任务概要 A: 请转录节选文本中自“Palindrome Partitioning II”起、至“i - 1 (f[0] = -1)”止（含该处）的部分。

*** 节选文本 ***

Palindrome Partitioning II
20% Accepted
Given a string s, cut s into some substrings such that every substring is a palindrome.
Return the minimum cuts needed for a palindrome partitioning of s.
Have you met this question in a real interview? Yes
Example
For example, given s = "aab",
Return 1 since the palindrome partitioning ["aa","b"] could be produced using 1 cut.
Tags Expand
- Dynamic Programming
思路
- state: f[i]”前i”个字符组成的子字符串需要最少几次cut(最少能被分割为多少个字符串-1)
- function: f[i] = MIN{f[j]+1}, j < i && j+1 ~ i这一 段是一个回文串
- intialize: f[i] = i - 1 (f[0] = -1)
- answer: f[s.length()]
- 见注释
public class Solution {
/**
* @param s a string
* @return an integer
*/
public int minCut(String s) {
// write your code here
if (s == null || s.length() == 0) {
return 0;
}
// preparation
boolean[][] result = getPalindrome(s);
// s.length() + 1
int[] step = new int[s.length() + 1];
// initialize
for (int i = 0; i <= s.length(); i++) {
step[i] = i -1;
}
//i <= s.length()
//result[j][i-1]
//Math.min(step[j] + 1, step[i]);
for (int i = 1; i <= s.length(); i++) {
for (int j = 0; j < i; j++) {
if (result[j][i-1]) { // i-1
/*
这里不能使用贪心思想,因为不一定是遇到的第一个最小
比如aba aba先遇到aba step = 1
但是abaaba不需要划分 step =0
有时候贪心容易出错,不如多做几步一点点找
*/
step[i] = Math.min(step[j] + 1, step[i]);
}
}
}
return step[s.length()];
}
//getPalindrome also use dynamic programming
//otherwise the whole program will need O(n3) time
//now it just use O(n2)

***

任务概要 B: 请逐字复述下方记录中自含有“of the lamp”的那一行起、至含有“[0,177,135,361]”的那一行止（含该行）的各行，其余内容无须给出。

*** 练习输入 ***

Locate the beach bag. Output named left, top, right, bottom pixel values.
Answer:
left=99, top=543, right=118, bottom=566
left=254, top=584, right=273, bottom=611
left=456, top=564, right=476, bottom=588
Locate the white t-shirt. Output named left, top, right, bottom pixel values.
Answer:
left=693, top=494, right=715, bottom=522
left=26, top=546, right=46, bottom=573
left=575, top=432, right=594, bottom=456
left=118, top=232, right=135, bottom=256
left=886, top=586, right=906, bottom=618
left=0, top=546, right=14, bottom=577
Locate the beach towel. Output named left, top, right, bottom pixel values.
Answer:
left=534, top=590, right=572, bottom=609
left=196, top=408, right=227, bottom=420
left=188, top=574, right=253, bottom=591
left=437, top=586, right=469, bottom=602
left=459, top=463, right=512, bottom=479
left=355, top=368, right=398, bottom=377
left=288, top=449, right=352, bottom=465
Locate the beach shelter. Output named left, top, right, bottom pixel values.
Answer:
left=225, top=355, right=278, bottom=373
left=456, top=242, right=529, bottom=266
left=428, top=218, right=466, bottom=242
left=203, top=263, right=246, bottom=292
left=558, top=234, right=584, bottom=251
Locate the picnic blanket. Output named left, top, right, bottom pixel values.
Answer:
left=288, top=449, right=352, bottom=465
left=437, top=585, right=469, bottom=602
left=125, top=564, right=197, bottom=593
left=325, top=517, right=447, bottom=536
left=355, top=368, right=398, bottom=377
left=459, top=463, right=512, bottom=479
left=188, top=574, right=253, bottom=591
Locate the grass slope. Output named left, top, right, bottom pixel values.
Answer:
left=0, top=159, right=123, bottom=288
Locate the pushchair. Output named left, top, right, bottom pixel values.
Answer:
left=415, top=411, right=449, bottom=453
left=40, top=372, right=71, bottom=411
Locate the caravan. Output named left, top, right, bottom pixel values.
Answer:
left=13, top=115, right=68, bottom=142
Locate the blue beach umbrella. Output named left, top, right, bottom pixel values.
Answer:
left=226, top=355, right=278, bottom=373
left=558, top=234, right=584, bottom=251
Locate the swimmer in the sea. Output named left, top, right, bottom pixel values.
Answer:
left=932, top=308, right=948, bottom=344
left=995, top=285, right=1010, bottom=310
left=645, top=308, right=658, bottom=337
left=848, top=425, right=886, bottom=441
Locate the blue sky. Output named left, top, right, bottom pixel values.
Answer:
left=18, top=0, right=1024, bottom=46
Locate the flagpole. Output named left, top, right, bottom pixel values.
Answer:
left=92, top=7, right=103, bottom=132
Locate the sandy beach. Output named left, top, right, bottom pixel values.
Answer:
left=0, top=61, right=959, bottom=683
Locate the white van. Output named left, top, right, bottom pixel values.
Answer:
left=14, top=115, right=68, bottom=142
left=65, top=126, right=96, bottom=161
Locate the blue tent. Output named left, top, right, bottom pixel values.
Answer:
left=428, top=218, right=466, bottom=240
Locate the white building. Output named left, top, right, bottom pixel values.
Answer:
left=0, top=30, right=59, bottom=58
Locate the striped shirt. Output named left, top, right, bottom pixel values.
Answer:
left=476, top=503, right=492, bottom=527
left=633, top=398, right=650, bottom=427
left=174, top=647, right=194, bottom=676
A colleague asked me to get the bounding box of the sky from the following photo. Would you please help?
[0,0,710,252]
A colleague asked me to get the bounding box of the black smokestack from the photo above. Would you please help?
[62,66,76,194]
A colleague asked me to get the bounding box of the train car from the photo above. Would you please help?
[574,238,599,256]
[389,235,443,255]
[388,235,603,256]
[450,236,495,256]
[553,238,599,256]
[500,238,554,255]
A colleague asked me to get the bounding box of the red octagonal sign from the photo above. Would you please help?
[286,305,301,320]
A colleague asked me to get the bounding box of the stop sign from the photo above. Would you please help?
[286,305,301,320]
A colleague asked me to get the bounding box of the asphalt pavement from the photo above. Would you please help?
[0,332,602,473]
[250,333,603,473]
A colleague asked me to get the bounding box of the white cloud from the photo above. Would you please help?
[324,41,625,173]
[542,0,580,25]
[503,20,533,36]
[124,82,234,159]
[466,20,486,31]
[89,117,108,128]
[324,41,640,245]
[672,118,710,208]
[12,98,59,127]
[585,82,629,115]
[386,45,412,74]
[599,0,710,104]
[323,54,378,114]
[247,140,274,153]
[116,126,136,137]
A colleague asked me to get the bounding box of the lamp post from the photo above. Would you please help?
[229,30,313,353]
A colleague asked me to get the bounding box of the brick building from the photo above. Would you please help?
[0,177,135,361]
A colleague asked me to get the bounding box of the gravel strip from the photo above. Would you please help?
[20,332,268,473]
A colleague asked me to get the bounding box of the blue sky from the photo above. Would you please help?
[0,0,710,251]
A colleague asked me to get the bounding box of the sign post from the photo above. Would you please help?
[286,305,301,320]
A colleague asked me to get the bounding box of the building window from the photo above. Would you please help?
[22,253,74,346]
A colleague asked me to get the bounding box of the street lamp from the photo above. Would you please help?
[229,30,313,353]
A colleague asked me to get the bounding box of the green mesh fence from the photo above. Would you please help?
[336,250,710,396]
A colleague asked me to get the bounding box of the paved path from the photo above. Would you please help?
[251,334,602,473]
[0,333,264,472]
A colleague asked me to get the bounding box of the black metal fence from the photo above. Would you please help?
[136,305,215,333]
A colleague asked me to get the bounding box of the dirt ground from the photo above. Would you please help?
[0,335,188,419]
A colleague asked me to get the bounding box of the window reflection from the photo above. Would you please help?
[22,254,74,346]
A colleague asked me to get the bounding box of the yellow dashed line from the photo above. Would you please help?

***

正确结果 A:
Palindrome Partitioning II
20% Accepted
Given a string s, cut s into some substrings such that every substring is a palindrome.
Return the minimum cuts needed for a palindrome partitioning of s.
Have you met this question in a real interview? Yes
Example
For example, given s = "aab",
Return 1 since the palindrome partitioning ["aa","b"] could be produced using 1 cut.
Tags Expand
- Dynamic Programming
思路
- state: f[i]”前i”个字符组成的子字符串需要最少几次cut(最少能被分割为多少个字符串-1)
- function: f[i] = MIN{f[j]+1}, j < i && j+1 ~ i这一 段是一个回文串
- intialize: f[i] = i - 1 (f[0] = -1)

正确结果 B:
A colleague asked me to get the bounding box of the lamp post from the photo above. Would you please help?
[229,30,313,353]
A colleague asked me to get the bounding box of the brick building from the photo above. Would you please help?
[0,177,135,361]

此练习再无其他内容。